◆ Problem to work on ◆
Write out the data below word for word, omitting the pictures.

------------------------------------------------------------------------

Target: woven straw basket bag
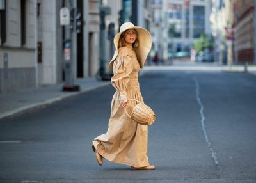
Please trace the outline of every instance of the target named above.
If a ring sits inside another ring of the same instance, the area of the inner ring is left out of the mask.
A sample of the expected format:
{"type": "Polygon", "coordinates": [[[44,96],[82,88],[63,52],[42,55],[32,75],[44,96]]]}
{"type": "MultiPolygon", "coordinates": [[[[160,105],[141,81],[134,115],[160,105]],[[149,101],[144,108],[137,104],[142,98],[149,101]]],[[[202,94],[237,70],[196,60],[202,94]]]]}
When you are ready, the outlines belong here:
{"type": "Polygon", "coordinates": [[[150,107],[137,100],[127,100],[127,101],[129,100],[135,100],[139,103],[133,108],[131,115],[127,113],[126,108],[125,109],[127,116],[131,118],[132,120],[140,125],[148,126],[155,122],[156,115],[150,107]]]}

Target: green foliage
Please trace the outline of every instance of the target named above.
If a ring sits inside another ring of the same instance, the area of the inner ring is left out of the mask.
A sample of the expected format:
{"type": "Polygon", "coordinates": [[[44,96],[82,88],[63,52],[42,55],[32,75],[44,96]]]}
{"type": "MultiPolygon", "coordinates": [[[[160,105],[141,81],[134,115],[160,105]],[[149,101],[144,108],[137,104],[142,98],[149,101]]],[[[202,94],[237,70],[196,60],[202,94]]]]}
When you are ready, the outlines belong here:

------------------------------------------------------------------------

◆ Result ◆
Target: woven straw basket bag
Please trace the outline of every instance of the target named above.
If a ring sits inside another ring of the same instance, the area of the inner ring is left out of the mask.
A sample of the expected format:
{"type": "Polygon", "coordinates": [[[44,96],[82,88],[63,52],[42,55],[32,75],[44,96]]]}
{"type": "MultiPolygon", "coordinates": [[[[160,105],[141,81],[134,115],[160,105]],[[149,101],[144,108],[137,104],[142,98],[149,101]]],[[[202,94],[237,70],[196,60],[202,94]]]]}
When you are ready, the outlines belong here:
{"type": "Polygon", "coordinates": [[[150,107],[137,100],[127,100],[127,101],[129,100],[135,100],[139,103],[133,108],[131,115],[127,113],[126,108],[125,109],[127,116],[131,118],[132,120],[140,125],[148,126],[155,122],[156,115],[150,107]]]}

Target: green foliage
Please trace the outline of every instance of the target named above.
If a ring sits inside another ring of the same instance, the area of the inner ring is left out of the mask.
A sample of the expected format:
{"type": "Polygon", "coordinates": [[[44,96],[82,88],[63,52],[42,55],[32,75],[44,96]]]}
{"type": "MultiPolygon", "coordinates": [[[[160,105],[141,81],[134,115],[160,105]],[[149,101],[144,108],[137,104],[142,98],[149,101]]],[[[202,94],[237,70],[196,60],[202,94]]]]}
When you are ready, the outlines belong here:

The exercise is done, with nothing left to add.